EXERCISE MATERIALS: Begin

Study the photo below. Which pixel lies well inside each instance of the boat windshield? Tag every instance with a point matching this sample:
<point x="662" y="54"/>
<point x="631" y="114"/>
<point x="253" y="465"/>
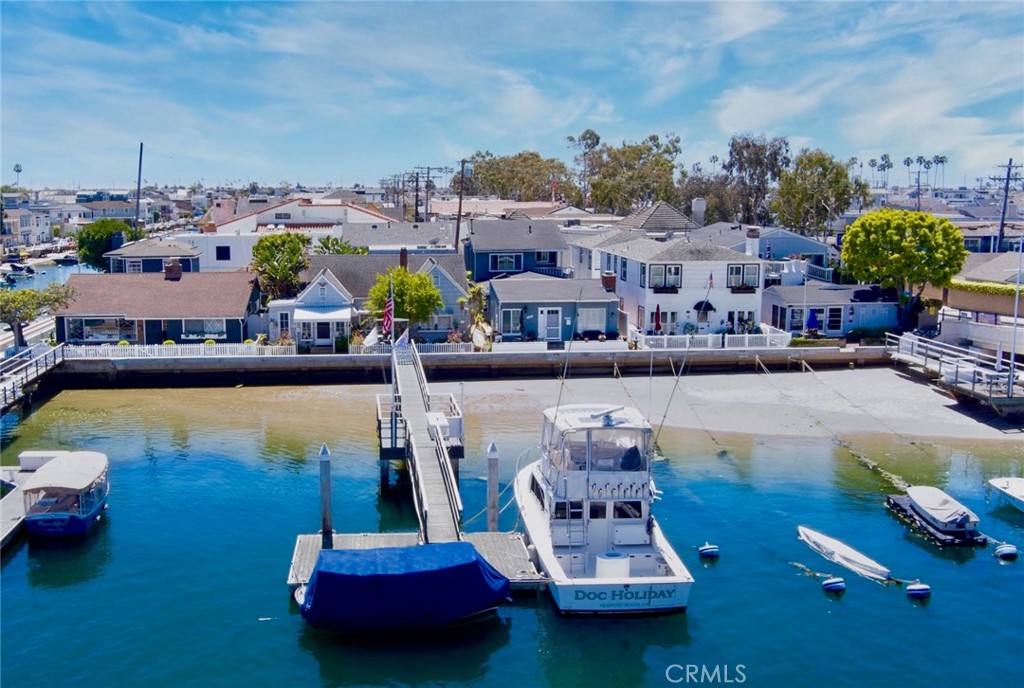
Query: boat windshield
<point x="601" y="449"/>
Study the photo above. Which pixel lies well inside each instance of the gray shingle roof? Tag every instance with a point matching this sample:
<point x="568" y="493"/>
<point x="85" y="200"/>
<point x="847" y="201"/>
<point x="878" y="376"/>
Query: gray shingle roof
<point x="532" y="288"/>
<point x="486" y="235"/>
<point x="358" y="273"/>
<point x="148" y="295"/>
<point x="659" y="217"/>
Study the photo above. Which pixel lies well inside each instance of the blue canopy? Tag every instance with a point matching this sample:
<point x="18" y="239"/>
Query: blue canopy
<point x="400" y="588"/>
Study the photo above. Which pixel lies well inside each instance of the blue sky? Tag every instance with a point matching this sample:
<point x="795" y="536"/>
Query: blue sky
<point x="344" y="92"/>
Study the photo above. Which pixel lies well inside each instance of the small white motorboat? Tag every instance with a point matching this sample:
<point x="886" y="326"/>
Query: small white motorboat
<point x="1012" y="488"/>
<point x="844" y="555"/>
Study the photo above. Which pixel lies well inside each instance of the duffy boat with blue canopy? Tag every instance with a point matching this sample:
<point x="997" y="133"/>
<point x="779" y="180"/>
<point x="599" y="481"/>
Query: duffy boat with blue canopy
<point x="399" y="588"/>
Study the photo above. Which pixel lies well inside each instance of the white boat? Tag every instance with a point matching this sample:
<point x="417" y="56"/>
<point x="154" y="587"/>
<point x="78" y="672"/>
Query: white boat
<point x="585" y="506"/>
<point x="844" y="555"/>
<point x="942" y="512"/>
<point x="1012" y="488"/>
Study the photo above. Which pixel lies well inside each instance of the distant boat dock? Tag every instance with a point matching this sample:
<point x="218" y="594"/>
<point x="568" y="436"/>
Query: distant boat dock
<point x="425" y="431"/>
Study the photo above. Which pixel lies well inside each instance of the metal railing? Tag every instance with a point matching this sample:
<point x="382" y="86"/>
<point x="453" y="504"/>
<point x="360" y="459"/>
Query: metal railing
<point x="175" y="351"/>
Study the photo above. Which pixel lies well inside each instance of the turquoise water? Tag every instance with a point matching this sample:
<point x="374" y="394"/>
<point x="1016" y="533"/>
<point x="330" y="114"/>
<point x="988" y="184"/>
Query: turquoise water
<point x="184" y="582"/>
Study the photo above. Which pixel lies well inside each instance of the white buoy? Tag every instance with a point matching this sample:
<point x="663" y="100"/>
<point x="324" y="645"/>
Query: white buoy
<point x="1007" y="552"/>
<point x="919" y="590"/>
<point x="834" y="585"/>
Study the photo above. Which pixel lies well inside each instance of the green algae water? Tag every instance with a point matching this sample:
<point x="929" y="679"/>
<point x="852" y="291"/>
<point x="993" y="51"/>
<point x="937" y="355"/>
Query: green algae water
<point x="183" y="583"/>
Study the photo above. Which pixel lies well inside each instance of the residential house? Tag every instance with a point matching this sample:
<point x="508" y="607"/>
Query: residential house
<point x="150" y="255"/>
<point x="494" y="248"/>
<point x="359" y="272"/>
<point x="833" y="310"/>
<point x="531" y="306"/>
<point x="680" y="285"/>
<point x="152" y="307"/>
<point x="321" y="314"/>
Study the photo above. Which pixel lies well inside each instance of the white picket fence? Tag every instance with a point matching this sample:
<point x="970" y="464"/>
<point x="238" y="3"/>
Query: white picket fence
<point x="175" y="351"/>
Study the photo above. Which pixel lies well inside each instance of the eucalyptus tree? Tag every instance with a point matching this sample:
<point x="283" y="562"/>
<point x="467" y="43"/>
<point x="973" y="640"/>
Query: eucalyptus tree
<point x="756" y="164"/>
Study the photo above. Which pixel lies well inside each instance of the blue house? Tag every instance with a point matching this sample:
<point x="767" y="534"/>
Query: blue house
<point x="494" y="248"/>
<point x="531" y="306"/>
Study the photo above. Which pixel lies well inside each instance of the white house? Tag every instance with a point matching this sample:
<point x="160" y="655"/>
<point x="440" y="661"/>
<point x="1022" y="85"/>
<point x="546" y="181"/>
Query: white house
<point x="675" y="286"/>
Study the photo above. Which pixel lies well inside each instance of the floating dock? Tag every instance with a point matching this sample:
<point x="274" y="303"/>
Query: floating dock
<point x="425" y="430"/>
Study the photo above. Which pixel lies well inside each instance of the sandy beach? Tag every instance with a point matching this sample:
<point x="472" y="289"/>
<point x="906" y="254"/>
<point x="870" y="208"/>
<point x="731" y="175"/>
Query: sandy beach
<point x="836" y="403"/>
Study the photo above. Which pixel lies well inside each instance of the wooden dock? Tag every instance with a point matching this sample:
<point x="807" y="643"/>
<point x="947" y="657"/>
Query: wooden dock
<point x="505" y="551"/>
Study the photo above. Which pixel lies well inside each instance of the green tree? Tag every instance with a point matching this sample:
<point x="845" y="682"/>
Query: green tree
<point x="905" y="250"/>
<point x="635" y="175"/>
<point x="328" y="246"/>
<point x="756" y="164"/>
<point x="18" y="307"/>
<point x="96" y="239"/>
<point x="814" y="192"/>
<point x="278" y="259"/>
<point x="416" y="298"/>
<point x="524" y="176"/>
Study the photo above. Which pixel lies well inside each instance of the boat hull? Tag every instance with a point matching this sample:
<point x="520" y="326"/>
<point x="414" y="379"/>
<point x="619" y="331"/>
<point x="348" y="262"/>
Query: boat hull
<point x="62" y="525"/>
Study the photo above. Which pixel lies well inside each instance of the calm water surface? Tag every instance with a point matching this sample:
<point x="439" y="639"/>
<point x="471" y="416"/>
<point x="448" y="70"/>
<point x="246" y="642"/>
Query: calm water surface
<point x="184" y="582"/>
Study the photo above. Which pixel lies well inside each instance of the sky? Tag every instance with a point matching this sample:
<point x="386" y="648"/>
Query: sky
<point x="337" y="93"/>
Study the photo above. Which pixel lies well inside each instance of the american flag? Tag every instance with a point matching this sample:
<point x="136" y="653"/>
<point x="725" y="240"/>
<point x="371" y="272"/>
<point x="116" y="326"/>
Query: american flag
<point x="388" y="314"/>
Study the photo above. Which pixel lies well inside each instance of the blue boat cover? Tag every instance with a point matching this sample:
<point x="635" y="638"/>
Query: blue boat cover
<point x="400" y="588"/>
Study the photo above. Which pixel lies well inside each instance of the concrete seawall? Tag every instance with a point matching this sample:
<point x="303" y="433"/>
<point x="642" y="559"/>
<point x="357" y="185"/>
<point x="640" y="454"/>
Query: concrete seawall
<point x="81" y="373"/>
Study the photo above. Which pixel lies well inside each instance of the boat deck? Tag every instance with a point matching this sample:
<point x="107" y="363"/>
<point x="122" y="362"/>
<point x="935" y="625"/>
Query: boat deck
<point x="504" y="551"/>
<point x="900" y="504"/>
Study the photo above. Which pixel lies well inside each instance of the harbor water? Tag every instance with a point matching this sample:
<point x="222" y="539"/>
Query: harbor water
<point x="183" y="583"/>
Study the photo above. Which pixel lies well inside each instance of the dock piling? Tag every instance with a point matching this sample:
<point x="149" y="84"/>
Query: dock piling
<point x="493" y="487"/>
<point x="327" y="527"/>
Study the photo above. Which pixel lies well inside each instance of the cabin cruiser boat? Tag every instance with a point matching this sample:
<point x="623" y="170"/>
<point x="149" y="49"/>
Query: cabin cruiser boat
<point x="586" y="509"/>
<point x="67" y="493"/>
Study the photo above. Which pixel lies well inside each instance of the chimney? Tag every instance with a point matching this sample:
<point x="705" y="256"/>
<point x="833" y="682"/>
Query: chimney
<point x="172" y="269"/>
<point x="754" y="242"/>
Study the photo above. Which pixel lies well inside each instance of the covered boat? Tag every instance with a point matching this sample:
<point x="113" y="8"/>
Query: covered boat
<point x="586" y="508"/>
<point x="399" y="588"/>
<point x="844" y="555"/>
<point x="1012" y="488"/>
<point x="67" y="495"/>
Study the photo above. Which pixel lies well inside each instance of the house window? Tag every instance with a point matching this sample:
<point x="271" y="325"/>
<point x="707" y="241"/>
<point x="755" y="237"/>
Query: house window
<point x="742" y="275"/>
<point x="591" y="318"/>
<point x="546" y="259"/>
<point x="835" y="319"/>
<point x="506" y="262"/>
<point x="666" y="275"/>
<point x="511" y="321"/>
<point x="204" y="328"/>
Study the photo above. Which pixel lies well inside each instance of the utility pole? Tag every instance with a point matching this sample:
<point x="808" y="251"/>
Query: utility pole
<point x="1011" y="175"/>
<point x="462" y="186"/>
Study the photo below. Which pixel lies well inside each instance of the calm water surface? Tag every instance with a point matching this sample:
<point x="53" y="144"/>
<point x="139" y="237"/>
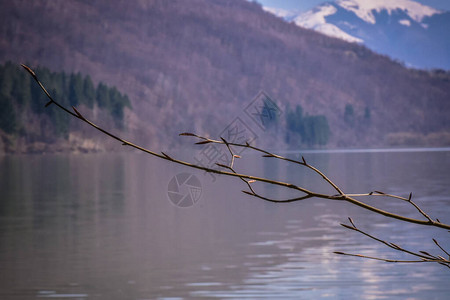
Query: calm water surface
<point x="103" y="227"/>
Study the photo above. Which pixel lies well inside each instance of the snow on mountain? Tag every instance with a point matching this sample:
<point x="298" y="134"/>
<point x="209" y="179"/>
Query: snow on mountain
<point x="315" y="19"/>
<point x="364" y="8"/>
<point x="282" y="13"/>
<point x="406" y="30"/>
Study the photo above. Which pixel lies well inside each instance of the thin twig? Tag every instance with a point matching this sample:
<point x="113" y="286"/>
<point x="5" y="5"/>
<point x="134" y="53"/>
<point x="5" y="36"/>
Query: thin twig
<point x="249" y="178"/>
<point x="422" y="255"/>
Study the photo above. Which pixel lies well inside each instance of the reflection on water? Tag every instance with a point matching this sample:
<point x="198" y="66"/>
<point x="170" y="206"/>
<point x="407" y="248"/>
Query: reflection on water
<point x="103" y="227"/>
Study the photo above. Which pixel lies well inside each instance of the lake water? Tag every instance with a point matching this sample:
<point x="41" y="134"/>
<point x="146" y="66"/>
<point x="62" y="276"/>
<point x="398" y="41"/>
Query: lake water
<point x="103" y="227"/>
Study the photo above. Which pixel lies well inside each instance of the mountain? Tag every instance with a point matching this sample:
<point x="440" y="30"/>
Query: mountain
<point x="403" y="29"/>
<point x="196" y="66"/>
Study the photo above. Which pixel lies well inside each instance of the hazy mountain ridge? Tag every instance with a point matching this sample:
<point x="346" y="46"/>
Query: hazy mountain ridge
<point x="405" y="30"/>
<point x="195" y="66"/>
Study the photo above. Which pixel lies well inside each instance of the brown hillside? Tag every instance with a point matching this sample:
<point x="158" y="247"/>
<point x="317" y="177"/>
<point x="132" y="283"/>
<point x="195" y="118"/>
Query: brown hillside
<point x="194" y="65"/>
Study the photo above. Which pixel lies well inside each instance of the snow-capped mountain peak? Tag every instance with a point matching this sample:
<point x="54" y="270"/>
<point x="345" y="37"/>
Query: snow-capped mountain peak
<point x="315" y="19"/>
<point x="364" y="8"/>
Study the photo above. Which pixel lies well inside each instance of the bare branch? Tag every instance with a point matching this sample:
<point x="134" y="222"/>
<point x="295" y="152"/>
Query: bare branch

EXERCISE MATERIALS: End

ASSIGNMENT ::
Could you work out how many lines in the records include "below"? Answer with the number only.

RESPONSE TO THE TASK ::
2